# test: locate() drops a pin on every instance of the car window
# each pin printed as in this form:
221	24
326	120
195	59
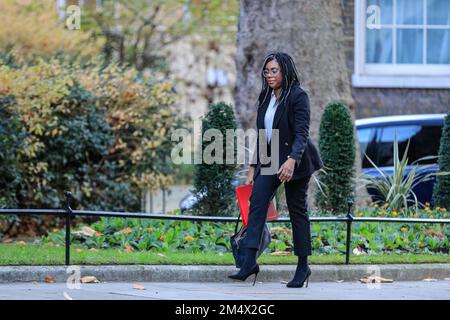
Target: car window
367	145
424	142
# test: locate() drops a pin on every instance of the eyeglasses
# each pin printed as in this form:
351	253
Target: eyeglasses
273	72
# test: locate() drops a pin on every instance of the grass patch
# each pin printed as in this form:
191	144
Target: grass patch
26	254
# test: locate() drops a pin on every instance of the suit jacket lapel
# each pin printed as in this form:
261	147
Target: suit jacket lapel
278	114
261	113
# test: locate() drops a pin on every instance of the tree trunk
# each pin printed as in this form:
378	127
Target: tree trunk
312	33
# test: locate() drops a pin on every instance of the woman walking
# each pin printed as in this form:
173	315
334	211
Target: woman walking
284	113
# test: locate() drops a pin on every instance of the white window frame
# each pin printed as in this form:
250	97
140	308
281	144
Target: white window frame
377	75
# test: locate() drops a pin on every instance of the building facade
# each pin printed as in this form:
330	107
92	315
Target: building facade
398	55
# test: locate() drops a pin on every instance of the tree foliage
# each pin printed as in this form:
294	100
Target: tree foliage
101	132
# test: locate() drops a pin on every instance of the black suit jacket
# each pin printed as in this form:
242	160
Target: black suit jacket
292	118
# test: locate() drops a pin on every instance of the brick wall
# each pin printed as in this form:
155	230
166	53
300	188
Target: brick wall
381	101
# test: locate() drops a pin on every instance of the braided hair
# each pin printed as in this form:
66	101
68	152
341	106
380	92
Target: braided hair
289	72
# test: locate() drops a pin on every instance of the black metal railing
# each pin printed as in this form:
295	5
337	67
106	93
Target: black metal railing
349	219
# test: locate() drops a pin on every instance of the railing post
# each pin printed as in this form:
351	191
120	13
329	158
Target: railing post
68	219
349	231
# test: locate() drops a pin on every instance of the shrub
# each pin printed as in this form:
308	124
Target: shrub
337	149
102	132
213	181
441	192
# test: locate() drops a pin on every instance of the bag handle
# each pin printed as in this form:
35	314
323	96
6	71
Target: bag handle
237	223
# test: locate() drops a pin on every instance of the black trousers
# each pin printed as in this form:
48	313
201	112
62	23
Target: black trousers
264	188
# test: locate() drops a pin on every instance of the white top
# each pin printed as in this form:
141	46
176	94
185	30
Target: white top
270	113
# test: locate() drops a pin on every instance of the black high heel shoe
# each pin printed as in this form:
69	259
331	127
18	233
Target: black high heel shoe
243	275
299	283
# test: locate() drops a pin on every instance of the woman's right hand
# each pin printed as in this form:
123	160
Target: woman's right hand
250	173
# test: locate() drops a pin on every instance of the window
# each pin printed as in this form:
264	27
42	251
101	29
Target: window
402	43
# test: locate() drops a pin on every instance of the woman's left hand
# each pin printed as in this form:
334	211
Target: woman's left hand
286	170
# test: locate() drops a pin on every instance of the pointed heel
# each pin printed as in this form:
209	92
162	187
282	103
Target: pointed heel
256	275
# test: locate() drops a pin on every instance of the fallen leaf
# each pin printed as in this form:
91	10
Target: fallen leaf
128	248
125	231
373	279
138	286
49	279
86	231
89	279
358	251
281	253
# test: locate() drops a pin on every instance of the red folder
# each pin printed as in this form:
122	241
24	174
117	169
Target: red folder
243	194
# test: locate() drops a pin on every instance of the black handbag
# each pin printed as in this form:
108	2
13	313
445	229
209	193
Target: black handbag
236	241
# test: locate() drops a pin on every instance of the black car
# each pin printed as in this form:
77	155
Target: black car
376	139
◆ ◆ ◆ ◆
* **TUJUAN TUGAS**
Sajikan semua baris di atas sebagai daftar JSON berisi string, satu string untuk setiap baris, dengan melewatkan baris kosong dan tidak menyertakan gambar.

* **JAWABAN TERTULIS**
[
  "# test: locate() drops a pin on every instance of the car window",
  "# each pin printed as in this form:",
  "221\t24",
  "326\t120",
  "195\t59",
  "Target: car window",
  "367\t145",
  "424\t142",
  "# test: locate() drops a pin on every instance of the eyeglasses",
  "# each pin printed as in this form:",
  "351\t253",
  "Target: eyeglasses",
  "273\t72",
  "# test: locate() drops a pin on every instance of the grass patch",
  "# each pin printed as in this form:",
  "191\t144",
  "Target: grass patch",
  "26\t254",
  "# test: locate() drops a pin on every instance of the suit jacket lapel",
  "# each pin printed as in this form:",
  "261\t147",
  "Target: suit jacket lapel",
  "278\t114",
  "261\t113",
  "# test: locate() drops a pin on every instance of the tree trunk",
  "# each pin printed as in this form:",
  "378\t127",
  "Target: tree trunk",
  "312\t33",
  "# test: locate() drops a pin on every instance of the woman walking",
  "# each pin printed as in this form:",
  "173\t315",
  "334\t211",
  "Target: woman walking",
  "284\t113",
  "# test: locate() drops a pin on every instance of the white window frame",
  "# each pin printed as in this form:",
  "250\t97",
  "140\t308",
  "281\t144",
  "Target: white window frame",
  "377\t75",
  "# test: locate() drops a pin on every instance of the building facade",
  "# each pin printed as in this form:",
  "330\t107",
  "92\t315",
  "Target: building facade",
  "398\t55",
  "# test: locate() drops a pin on every instance of the tree foliage",
  "# each pin printed as in this form:",
  "294\t100",
  "Target: tree foliage",
  "101\t132",
  "# test: locate() drops a pin on every instance of the black suit jacket",
  "# each pin printed as in this form:",
  "242\t160",
  "Target: black suit jacket",
  "292\t118",
  "# test: locate() drops a pin on every instance of the brick wall",
  "# each pin printed as in this form:",
  "155\t230",
  "166\t53",
  "300\t188",
  "Target: brick wall",
  "381\t101",
  "# test: locate() drops a pin on every instance of the braided hair",
  "# each pin printed as in this form:",
  "66\t101",
  "68\t152",
  "341\t106",
  "380\t92",
  "Target: braided hair",
  "289\t72",
  "# test: locate() drops a pin on every instance of the black metal railing",
  "# each pin printed as in this form:",
  "295\t5",
  "337\t67",
  "106\t93",
  "Target: black metal railing",
  "349\t219",
  "# test: locate() drops a pin on every instance of the railing post",
  "# each pin printed as in this form:",
  "351\t191",
  "120\t13",
  "329\t158",
  "Target: railing post",
  "68\t219",
  "349\t231",
  "# test: locate() drops a pin on every instance of the shrub",
  "# each pin printed as in this form:",
  "308\t124",
  "Target: shrub",
  "337\t149",
  "102\t132",
  "213\t181",
  "441\t192",
  "# test: locate() drops a pin on every instance of the bag handle",
  "# each pin printed as in this form:",
  "35\t314",
  "323\t96",
  "6\t71",
  "Target: bag handle",
  "237\t223",
  "# test: locate() drops a pin on every instance of the black trousers",
  "# each pin printed as in this form:",
  "48\t313",
  "201\t112",
  "62\t23",
  "Target: black trousers",
  "264\t188",
  "# test: locate() drops a pin on every instance of the white top",
  "# each pin printed as in this form:",
  "141\t46",
  "176\t94",
  "185\t30",
  "Target: white top",
  "270\t113",
  "# test: locate() drops a pin on every instance of the black high heel shoe",
  "# each pin printed as in this form:",
  "69\t259",
  "331\t127",
  "18\t233",
  "Target: black high heel shoe",
  "243\t275",
  "299\t283",
  "# test: locate() drops a pin on every instance of the woman's right hand",
  "# each pin printed as in this form:",
  "123\t160",
  "Target: woman's right hand",
  "250\t173",
  "# test: locate() drops a pin on every instance of the window",
  "# each pin printed as in this form:",
  "264\t27",
  "42\t251",
  "101\t29",
  "Target: window",
  "402\t43",
  "# test: locate() drops a pin on every instance of the woman's left hand",
  "# each pin printed as in this form:",
  "334\t211",
  "Target: woman's left hand",
  "286\t170",
  "# test: locate() drops a pin on every instance of the pointed heel",
  "# each pin printed as in this form:",
  "209\t92",
  "162\t187",
  "282\t103",
  "Target: pointed heel",
  "256\t275",
  "# test: locate() drops a pin on every instance of the fallen leaf",
  "# each pin printed as in this form:",
  "91\t10",
  "Target: fallen leaf",
  "128\t248",
  "125\t231",
  "373\t279",
  "138\t286",
  "49\t279",
  "86\t231",
  "89\t279",
  "358\t251",
  "281\t253",
  "# test: locate() drops a pin on every instance of the red folder",
  "# each pin printed as in this form:",
  "122\t241",
  "24\t174",
  "117\t169",
  "Target: red folder",
  "243\t194",
  "# test: locate() drops a pin on every instance of the black handbag",
  "# each pin printed as in this form:",
  "108\t2",
  "13\t313",
  "445\t229",
  "209\t193",
  "Target: black handbag",
  "236\t241",
  "# test: locate() drops a pin on every instance of the black car",
  "# each pin printed as in this form:",
  "77\t155",
  "Target: black car",
  "376\t139"
]